── TEXTE DE LA PAGE

Noël est proche. Je me promène dans ma cave pour trouver des vins pour les réveillons à venir et mon œil est attiré par une jolie étiquette, celle d’un Hermitage Prosper Quiot 1918 dont je n’avais pas le souvenir. En soulevant la bouteille, je vois que le niveau est bas mais la couleur belle et j’estime qu’il ne faudrait pas tarder à l’ouvrir. En consultant mon livre de cave il apparaît que c’est un achat de 2016.
Il se trouve que mon fils venu à Paris va repartir à Miami le 21 décembre. Nous avons prévu un premier réveillon de Noël le 19 décembre. Mon fils va venir chez nous le 18 décembre pour voir la finale du championnat du monde de football. Nous dînerons ensuite. C’est donc l’occasion d’ouvrir des vins que nous pourrions garder pour le réveillon du lendemain.
Mon fils arrive en plein match et la domination des argentins est inquiétante. Il faut donc se donner du courage pour supporter l’angoisse et j’ouvre un Champagne Pommery 1980. Le pschitt à l’ouverture est très significatif et énergique. La couleur est très claire et la bulle est active. On donnerait volontiers 20 ans de moins à ce champagne. Il est frais, de belle longueur et d’une acidité agréable. C’est un champagne que l’on boit avec plaisir au point qu’il aura été fini avant l’éprouvante séance des tirs aux buts, après les prolongations.
Nous passons à table pour déguster un Caviar Osciètre Prestige de Kaviari. J’avais ouvert une bouteille qui venait de m’être offerte par un ami de longue mémoire. C’est un champagne très probablement des années 40 dont le niveau avait fortement baissé. L’ami avait enlevé le bouchon d’origine qu’il a joint à l’envoi de la bouteille, et avait remis un bouchon neutre. Le Champagne Pol Roger sec années 40 a été ouvert environ quatre heures avant le repas. J’étais sans illusion. Aussi quand j’ai ouvert, sans qu’aucun pschitt ne survienne, je fus assez rassuré par cette odeur de vieux champagne mais sans réel défaut. L’aération lui ferait du bien. Et c’est le cas au service. La couleur est foncée mais pas trop et le nez est engageant. Le champagne un peu vieux est buvable et je serai plus que surpris quand en fin de repas le vin offrira un parfum délicieux et un goût d’une belle cohérence, sans signe de fatigue. Faut-il donc ouvrir de tels champagnes encore plus tôt ? Je le crois volontiers.
Pour le cœur de saumon, j’ai prévu un Chevalier-Montrachet La Cabotte Bouchard Père & Fils magnum 1992. La Cabotte est une parcelle du Chevalier Montrachet qui devrait normalement être incluse géographiquement dans le Montrachet. C’est seulement en 1992 que Bouchard a décidé de vinifier à part cette parcelle et pour ce premier millésime, n’a fait que des magnums.

────
── EXTRAITS DES LIGNES

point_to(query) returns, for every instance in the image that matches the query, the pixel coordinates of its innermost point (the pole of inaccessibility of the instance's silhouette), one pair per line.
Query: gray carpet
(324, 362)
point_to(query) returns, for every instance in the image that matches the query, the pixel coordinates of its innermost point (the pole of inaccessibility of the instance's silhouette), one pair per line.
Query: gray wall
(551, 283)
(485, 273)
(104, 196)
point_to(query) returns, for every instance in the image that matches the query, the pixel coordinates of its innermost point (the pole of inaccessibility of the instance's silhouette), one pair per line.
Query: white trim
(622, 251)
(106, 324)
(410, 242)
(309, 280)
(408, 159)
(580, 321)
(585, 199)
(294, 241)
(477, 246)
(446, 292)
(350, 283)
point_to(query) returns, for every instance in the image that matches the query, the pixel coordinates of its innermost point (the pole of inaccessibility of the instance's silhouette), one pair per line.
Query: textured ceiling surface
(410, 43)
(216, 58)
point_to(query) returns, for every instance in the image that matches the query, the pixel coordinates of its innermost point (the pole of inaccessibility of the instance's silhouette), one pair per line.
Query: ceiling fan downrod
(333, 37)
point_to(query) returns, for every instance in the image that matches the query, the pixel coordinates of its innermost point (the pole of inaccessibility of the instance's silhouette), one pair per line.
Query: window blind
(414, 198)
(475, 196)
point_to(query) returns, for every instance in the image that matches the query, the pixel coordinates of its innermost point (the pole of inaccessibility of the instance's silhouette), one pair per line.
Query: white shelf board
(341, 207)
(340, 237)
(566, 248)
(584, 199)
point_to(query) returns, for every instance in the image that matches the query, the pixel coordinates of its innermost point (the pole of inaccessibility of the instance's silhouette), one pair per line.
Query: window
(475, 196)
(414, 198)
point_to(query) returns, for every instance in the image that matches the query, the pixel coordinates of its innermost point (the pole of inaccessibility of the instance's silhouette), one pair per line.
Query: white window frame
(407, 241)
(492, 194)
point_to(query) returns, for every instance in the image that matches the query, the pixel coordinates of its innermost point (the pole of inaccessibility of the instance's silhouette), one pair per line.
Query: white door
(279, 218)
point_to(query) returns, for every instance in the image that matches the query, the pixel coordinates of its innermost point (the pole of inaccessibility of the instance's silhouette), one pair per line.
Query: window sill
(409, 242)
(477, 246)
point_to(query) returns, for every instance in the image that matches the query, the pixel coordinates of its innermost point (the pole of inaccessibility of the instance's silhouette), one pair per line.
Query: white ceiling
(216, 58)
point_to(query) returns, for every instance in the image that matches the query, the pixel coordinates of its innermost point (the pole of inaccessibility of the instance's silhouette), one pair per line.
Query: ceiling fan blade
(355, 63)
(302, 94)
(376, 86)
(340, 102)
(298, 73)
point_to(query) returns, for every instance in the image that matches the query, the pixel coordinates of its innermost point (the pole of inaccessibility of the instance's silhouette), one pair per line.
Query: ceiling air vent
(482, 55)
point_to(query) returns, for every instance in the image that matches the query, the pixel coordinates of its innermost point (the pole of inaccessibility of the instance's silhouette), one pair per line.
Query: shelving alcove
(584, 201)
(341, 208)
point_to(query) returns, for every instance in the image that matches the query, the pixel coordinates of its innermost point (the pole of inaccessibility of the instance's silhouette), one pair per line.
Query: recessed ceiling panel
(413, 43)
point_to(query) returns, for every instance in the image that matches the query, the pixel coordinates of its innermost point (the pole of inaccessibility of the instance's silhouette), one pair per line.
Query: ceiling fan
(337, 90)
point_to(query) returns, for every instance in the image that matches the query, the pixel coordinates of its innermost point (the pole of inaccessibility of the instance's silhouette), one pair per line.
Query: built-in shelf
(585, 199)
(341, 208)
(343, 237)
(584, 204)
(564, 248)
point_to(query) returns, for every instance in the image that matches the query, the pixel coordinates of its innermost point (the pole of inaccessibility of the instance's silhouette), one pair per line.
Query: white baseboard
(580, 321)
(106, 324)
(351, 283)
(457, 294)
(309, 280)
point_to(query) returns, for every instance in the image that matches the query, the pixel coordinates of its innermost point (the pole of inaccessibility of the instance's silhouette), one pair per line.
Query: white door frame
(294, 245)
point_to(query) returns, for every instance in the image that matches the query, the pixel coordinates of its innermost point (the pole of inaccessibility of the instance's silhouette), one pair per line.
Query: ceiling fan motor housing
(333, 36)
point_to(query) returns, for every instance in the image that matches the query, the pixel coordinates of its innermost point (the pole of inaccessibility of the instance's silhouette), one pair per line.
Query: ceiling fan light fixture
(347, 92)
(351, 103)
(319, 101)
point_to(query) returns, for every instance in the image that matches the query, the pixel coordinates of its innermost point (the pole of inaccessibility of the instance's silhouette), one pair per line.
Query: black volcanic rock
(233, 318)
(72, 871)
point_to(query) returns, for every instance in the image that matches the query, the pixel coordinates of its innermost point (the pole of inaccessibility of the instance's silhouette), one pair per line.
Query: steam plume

────

SÉRIE DE TÂCHES:
(1) Pour chacune des affirmations suivantes, indiquez par oui ou par non si elle concorde avec le texte de la page, en citant à l'identique les mots qui en décident : (a) le Champagne Pommery 1980 a été terminé avant la séance des tirs aux buts ; (b) le Champagne Pol Roger a été ouvert environ deux heures avant le repas ; (c) pour le premier millésime de La Cabotte, Bouchard n'a produit que des magnums.
(2) Recopiez fidèlement le passage du texte de la page qui s'ouvre sur les mots contenant « Noël est proche. » et se clôt sur « achat de 2016. ».
Les lignes proviennent d'une autre source.

RÉPONSES PAR TÂCHE:
(1)
(a) Oui : « il aura été fini avant l’éprouvante séance des tirs aux buts ».
(b) Non : « a été ouvert environ quatre heures avant le repas ».
(c) Oui : « pour ce premier millésime, n’a fait que des magnums ».

(2)
Noël est proche. Je me promène dans ma cave pour trouver des vins pour les réveillons à venir et mon œil est attiré par une jolie étiquette, celle d’un Hermitage Prosper Quiot 1918 dont je n’avais pas le souvenir. En soulevant la bouteille, je vois que le niveau est bas mais la couleur belle et j’estime qu’il ne faudrait pas tarder à l’ouvrir. En consultant mon livre de cave il apparaît que c’est un achat de 2016.